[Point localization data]
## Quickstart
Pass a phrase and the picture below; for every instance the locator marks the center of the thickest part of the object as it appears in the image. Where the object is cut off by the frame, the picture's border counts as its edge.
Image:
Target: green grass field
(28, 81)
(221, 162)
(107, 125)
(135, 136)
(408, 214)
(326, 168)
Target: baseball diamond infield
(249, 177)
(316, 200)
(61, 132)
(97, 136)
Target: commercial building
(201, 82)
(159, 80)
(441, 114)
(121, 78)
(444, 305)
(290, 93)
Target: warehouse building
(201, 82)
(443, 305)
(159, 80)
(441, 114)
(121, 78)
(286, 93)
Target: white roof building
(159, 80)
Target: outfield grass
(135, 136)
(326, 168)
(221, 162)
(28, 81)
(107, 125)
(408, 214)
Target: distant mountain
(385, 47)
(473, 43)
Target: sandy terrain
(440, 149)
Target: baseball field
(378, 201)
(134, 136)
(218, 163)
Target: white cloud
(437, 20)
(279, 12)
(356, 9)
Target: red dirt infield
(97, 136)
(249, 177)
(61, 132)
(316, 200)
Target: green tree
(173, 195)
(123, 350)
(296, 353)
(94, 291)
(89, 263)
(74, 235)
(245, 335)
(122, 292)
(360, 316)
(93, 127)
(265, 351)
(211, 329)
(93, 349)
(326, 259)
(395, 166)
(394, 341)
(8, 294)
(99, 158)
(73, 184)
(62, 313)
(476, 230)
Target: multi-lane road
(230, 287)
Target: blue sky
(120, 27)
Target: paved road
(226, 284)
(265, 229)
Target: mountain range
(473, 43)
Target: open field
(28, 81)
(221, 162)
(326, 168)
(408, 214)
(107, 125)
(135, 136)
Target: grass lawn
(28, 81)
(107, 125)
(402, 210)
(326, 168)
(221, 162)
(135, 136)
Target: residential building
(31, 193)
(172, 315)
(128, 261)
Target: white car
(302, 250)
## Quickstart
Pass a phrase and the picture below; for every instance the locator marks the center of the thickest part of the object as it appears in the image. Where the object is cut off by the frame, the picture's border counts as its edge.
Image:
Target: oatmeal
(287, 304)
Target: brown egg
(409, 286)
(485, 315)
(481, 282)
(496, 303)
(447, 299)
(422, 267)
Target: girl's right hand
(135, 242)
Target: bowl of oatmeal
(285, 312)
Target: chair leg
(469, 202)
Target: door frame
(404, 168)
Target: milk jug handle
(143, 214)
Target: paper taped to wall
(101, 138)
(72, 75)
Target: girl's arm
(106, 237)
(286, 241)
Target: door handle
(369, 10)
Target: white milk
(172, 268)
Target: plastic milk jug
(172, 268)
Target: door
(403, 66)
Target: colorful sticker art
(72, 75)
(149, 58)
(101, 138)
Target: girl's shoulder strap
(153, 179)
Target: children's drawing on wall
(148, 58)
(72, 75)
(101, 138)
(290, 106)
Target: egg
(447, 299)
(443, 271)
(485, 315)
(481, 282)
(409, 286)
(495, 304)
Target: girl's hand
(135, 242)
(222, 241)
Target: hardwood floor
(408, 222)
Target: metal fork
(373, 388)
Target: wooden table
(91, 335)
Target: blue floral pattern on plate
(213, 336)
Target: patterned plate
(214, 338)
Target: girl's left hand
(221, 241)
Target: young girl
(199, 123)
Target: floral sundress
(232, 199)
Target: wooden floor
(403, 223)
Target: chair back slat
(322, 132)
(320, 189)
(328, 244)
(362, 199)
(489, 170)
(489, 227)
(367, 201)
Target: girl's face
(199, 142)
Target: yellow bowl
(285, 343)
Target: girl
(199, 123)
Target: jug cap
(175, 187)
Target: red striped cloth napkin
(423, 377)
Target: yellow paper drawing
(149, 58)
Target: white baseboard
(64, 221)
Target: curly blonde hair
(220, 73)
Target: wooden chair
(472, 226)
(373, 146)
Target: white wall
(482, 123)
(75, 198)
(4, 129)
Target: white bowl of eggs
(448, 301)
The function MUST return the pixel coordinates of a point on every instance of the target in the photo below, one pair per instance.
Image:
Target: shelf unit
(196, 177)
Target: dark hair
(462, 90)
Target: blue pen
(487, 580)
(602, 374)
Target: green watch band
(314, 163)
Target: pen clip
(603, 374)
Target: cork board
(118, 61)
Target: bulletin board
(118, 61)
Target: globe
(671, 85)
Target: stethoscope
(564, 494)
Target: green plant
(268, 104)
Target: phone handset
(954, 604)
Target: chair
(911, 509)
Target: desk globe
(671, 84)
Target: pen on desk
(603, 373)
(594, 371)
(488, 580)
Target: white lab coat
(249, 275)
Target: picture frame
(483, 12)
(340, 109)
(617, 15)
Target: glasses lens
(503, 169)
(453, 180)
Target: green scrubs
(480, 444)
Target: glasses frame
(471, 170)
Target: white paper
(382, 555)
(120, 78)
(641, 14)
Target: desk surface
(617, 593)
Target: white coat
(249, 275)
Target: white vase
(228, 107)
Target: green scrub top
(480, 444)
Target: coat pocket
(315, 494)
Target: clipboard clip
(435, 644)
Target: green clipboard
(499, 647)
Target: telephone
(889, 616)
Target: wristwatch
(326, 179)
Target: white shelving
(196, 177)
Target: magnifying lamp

**TASK TO COMPLETE:** Every entry is to be transcribed exactly as it stands.

**REPLY:**
## Quickstart
Pass a phrase and the picture below; for every instance the locator marks the center of the thickest part of the object as it appears in the image. Where the object is cut off by the frame, the picture's border counts as its edge.
Image:
Target: green grass field
(28, 81)
(221, 162)
(107, 125)
(135, 136)
(408, 214)
(326, 168)
Target: baseball diamond infield
(249, 177)
(316, 200)
(61, 132)
(97, 136)
Target: commercial building
(201, 82)
(159, 80)
(441, 114)
(121, 78)
(444, 305)
(290, 93)
Target: warehouse building
(201, 82)
(443, 305)
(159, 80)
(441, 114)
(121, 78)
(286, 93)
Target: white roof building
(159, 80)
Target: outfield grass
(135, 136)
(326, 168)
(221, 162)
(28, 81)
(107, 125)
(408, 214)
Target: distant mountain
(385, 47)
(473, 43)
Target: sandy terrain
(440, 149)
Target: baseball field
(378, 201)
(134, 136)
(218, 163)
Target: white cloud
(437, 20)
(279, 12)
(356, 9)
Target: red dirt infield
(97, 136)
(249, 177)
(61, 132)
(316, 200)
Target: green tree
(173, 195)
(123, 350)
(296, 353)
(94, 291)
(89, 263)
(74, 235)
(245, 335)
(122, 292)
(360, 316)
(93, 127)
(265, 351)
(211, 329)
(93, 349)
(326, 259)
(395, 166)
(394, 341)
(8, 294)
(99, 158)
(73, 184)
(62, 313)
(476, 230)
Target: multi-lane road
(230, 287)
Target: blue sky
(120, 27)
Target: paved road
(226, 284)
(265, 229)
Target: mountain range
(473, 43)
Target: open field
(28, 81)
(221, 162)
(326, 168)
(408, 214)
(107, 125)
(135, 136)
Target: grass lawn
(28, 81)
(107, 125)
(402, 210)
(326, 168)
(221, 162)
(135, 136)
Target: residential building
(31, 193)
(172, 315)
(128, 261)
Target: white car
(302, 250)
## Quickstart
Pass a phrase and the picture below; for every instance the locator marks the center of the thickest part of the object as it appears in the image. Where the object is cut off by the frame, the picture's border counts as its edge.
Image:
Target: oatmeal
(287, 304)
Target: brown egg
(409, 286)
(485, 315)
(481, 282)
(496, 303)
(447, 299)
(422, 267)
Target: girl's right hand
(135, 242)
Target: bowl of oatmeal
(285, 312)
Target: chair leg
(469, 202)
Target: door frame
(404, 168)
Target: milk jug handle
(143, 214)
Target: paper taped to wall
(101, 138)
(72, 75)
Target: girl's arm
(106, 237)
(286, 241)
Target: door handle
(369, 10)
Target: white milk
(172, 268)
Target: plastic milk jug
(172, 268)
Target: door
(403, 66)
Target: colorful sticker art
(72, 75)
(149, 58)
(101, 138)
Target: girl's shoulder strap
(153, 179)
Target: children's drawing on wall
(148, 58)
(72, 75)
(101, 138)
(290, 106)
Target: egg
(447, 299)
(443, 271)
(485, 315)
(481, 282)
(409, 286)
(495, 304)
Target: girl's hand
(135, 242)
(222, 241)
Target: hardwood floor
(408, 222)
Target: metal fork
(373, 388)
Target: wooden table
(91, 335)
Target: blue floral pattern on plate
(213, 336)
Target: patterned plate
(214, 338)
Target: girl's left hand
(221, 241)
Target: young girl
(199, 123)
Target: floral sundress
(232, 199)
Target: wooden floor
(403, 223)
Target: chair back slat
(322, 132)
(320, 189)
(328, 244)
(362, 199)
(489, 170)
(489, 227)
(367, 201)
Target: girl's face
(199, 142)
Target: yellow bowl
(285, 343)
Target: girl
(199, 123)
Target: jug cap
(175, 187)
Target: red striped cloth napkin
(423, 377)
Target: yellow paper drawing
(149, 58)
Target: white baseboard
(64, 221)
Target: curly blonde hair
(220, 73)
Target: wooden chair
(472, 226)
(373, 146)
Target: white wall
(482, 123)
(75, 198)
(4, 129)
Target: white bowl of eggs
(448, 301)
The function MUST return the pixel coordinates of a point on every instance of the target in the photo below, one pair per instance.
Image:
Target: shelf unit
(196, 177)
Target: dark hair
(462, 90)
Target: blue pen
(487, 580)
(602, 374)
Target: green watch band
(314, 163)
Target: pen clip
(603, 374)
Target: cork board
(118, 61)
Target: bulletin board
(118, 61)
Target: globe
(671, 85)
Target: stethoscope
(564, 494)
Target: green plant
(268, 104)
Target: phone handset
(954, 604)
Target: chair
(911, 509)
Target: desk globe
(671, 84)
Target: pen on desk
(603, 373)
(594, 371)
(488, 580)
Target: white lab coat
(249, 275)
Target: picture frame
(483, 12)
(340, 109)
(617, 15)
Target: glasses lens
(503, 169)
(453, 180)
Target: green scrubs
(480, 444)
Target: glasses frame
(471, 170)
Target: white paper
(382, 555)
(120, 78)
(641, 14)
Target: desk surface
(617, 593)
Target: white coat
(249, 275)
Target: white vase
(228, 107)
Target: green scrub top
(480, 444)
Target: coat pocket
(315, 494)
Target: clipboard clip
(435, 644)
Target: green clipboard
(499, 647)
Target: telephone
(889, 616)
Target: wristwatch
(326, 179)
Target: white shelving
(196, 177)
Target: magnifying lamp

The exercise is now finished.